*TASK DETAILS:*
Keep only the lines that hold the string "hand", filtering out the rest of the entries below.

*Stored data:*
+ + + + +

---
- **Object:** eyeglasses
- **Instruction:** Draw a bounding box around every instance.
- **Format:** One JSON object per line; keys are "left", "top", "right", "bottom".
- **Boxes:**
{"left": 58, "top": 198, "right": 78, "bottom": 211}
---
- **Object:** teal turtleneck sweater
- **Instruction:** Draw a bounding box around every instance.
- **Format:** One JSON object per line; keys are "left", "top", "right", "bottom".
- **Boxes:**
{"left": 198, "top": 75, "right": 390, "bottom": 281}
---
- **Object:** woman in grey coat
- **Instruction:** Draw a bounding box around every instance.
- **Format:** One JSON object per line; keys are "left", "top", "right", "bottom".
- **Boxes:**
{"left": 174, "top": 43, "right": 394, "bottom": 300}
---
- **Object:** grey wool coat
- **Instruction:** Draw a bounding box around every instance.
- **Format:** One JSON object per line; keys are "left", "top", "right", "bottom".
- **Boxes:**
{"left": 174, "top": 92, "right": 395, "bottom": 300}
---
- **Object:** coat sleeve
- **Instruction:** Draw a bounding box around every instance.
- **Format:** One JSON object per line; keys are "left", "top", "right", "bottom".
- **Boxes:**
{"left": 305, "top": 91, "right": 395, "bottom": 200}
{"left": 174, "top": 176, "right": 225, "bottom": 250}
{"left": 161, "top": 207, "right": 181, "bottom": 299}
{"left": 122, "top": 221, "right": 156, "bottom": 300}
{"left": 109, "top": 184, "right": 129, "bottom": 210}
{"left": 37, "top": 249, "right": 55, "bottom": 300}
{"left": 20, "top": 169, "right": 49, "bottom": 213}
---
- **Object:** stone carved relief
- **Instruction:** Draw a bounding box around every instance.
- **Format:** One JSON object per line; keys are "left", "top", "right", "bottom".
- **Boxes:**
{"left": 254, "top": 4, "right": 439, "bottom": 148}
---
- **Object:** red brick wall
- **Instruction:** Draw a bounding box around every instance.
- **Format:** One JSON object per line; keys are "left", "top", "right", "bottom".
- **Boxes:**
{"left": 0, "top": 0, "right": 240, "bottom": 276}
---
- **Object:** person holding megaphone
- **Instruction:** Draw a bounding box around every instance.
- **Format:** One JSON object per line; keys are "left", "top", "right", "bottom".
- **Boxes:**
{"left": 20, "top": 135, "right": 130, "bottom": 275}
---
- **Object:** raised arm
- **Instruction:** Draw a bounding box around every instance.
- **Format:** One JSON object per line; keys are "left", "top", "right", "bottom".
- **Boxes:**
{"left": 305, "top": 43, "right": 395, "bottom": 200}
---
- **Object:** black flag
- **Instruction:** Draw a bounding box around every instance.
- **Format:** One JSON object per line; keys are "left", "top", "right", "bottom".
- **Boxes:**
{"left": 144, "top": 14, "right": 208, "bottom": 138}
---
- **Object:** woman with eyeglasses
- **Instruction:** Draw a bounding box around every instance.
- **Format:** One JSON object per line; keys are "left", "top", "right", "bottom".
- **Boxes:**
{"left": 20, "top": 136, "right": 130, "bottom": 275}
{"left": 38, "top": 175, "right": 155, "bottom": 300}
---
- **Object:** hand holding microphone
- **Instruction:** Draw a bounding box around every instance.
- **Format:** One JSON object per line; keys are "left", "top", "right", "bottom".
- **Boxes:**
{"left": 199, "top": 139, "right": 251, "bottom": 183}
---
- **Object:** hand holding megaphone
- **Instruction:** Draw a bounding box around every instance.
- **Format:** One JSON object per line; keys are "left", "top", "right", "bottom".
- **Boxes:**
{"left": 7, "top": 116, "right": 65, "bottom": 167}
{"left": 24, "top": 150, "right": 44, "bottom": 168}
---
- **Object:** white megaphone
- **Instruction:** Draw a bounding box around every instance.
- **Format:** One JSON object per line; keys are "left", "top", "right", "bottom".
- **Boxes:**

+ + + + +

*TASK OUTPUT:*
- **Object:** hand holding microphone
- **Object:** hand holding megaphone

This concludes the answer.